:: TASK BRIEF ::
Return the records below exactly, leaving nothing out.

:: MATERIAL FOR THE TASK ::
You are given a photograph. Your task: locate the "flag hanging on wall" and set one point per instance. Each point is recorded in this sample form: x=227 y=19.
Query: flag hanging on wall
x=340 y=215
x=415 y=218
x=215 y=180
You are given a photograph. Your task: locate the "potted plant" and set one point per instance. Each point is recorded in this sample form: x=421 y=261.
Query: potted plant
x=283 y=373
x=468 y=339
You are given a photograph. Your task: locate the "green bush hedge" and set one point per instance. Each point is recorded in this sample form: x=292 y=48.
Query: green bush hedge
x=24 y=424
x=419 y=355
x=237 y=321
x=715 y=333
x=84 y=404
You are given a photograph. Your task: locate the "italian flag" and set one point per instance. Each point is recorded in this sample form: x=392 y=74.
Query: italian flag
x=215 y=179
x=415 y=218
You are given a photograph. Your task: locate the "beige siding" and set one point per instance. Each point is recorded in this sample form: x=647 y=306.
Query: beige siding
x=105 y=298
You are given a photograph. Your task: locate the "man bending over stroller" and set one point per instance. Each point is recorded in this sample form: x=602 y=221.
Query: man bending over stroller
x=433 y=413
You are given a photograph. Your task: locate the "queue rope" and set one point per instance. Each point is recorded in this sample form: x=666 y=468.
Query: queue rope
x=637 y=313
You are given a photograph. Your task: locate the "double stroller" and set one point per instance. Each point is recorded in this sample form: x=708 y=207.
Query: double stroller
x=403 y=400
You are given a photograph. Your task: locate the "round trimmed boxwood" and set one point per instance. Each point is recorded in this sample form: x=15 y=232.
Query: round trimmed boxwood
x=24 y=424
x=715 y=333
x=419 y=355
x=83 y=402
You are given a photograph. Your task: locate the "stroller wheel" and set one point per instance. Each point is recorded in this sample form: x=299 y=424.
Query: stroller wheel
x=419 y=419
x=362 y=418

:: WRITTEN RESPONSE ::
You are given a photograph. Your task: locate the "flag hanging on wall" and set one point per instance. Each point is recorded in this sample form: x=227 y=19.
Query: flag hanging on wall
x=340 y=215
x=415 y=218
x=215 y=180
You are given a photograph. Your task: locate the "potted plant" and set one point per instance. Each point is recorded in this sample form: x=421 y=261.
Query: potted plant
x=283 y=373
x=468 y=339
You are given a photograph. Your task: locate the "green bush hedge" and set one point per instance. Each point is recorded in this sample form: x=292 y=48.
Query: green bush hedge
x=24 y=424
x=419 y=355
x=237 y=321
x=715 y=333
x=84 y=404
You are given a photograph. Your task: locate the "italian flag" and set one point per instance. Each point is recorded in this sample form: x=392 y=74.
Query: italian flag
x=215 y=179
x=415 y=218
You are given a photograph. Your task: locate the "beige siding" and set one point per instance. Each point is recorded in this sample form: x=647 y=306.
Query: beige siding
x=105 y=298
You are given a photograph. Your task: locate the "man bending over stroller" and set one point per instance. Each point is recorded in this sample form: x=602 y=221.
Query: man bending over stroller
x=433 y=413
You are given a photograph. Your task: locate the "queue rope" and set one point per instance. Each point is recorded in this sample form: x=666 y=468.
Query: queue rope
x=637 y=313
You are given a photograph. Your task: locate the "double stroller" and set one point per instance. Each point is recorded in this sample form: x=708 y=207.
Query: double stroller
x=403 y=400
You are given a photograph. Your task: locate the "round trimmed boxwood" and set one point per instance. Each point is recorded in this sample form: x=15 y=232.
Query: round trimmed boxwood
x=24 y=424
x=715 y=333
x=419 y=355
x=83 y=402
You are given a photograph. Your task: locate the "stroller wheel" and set one point per instance. Each point is recorded in this sample form: x=299 y=424.
Query: stroller wheel
x=419 y=419
x=362 y=418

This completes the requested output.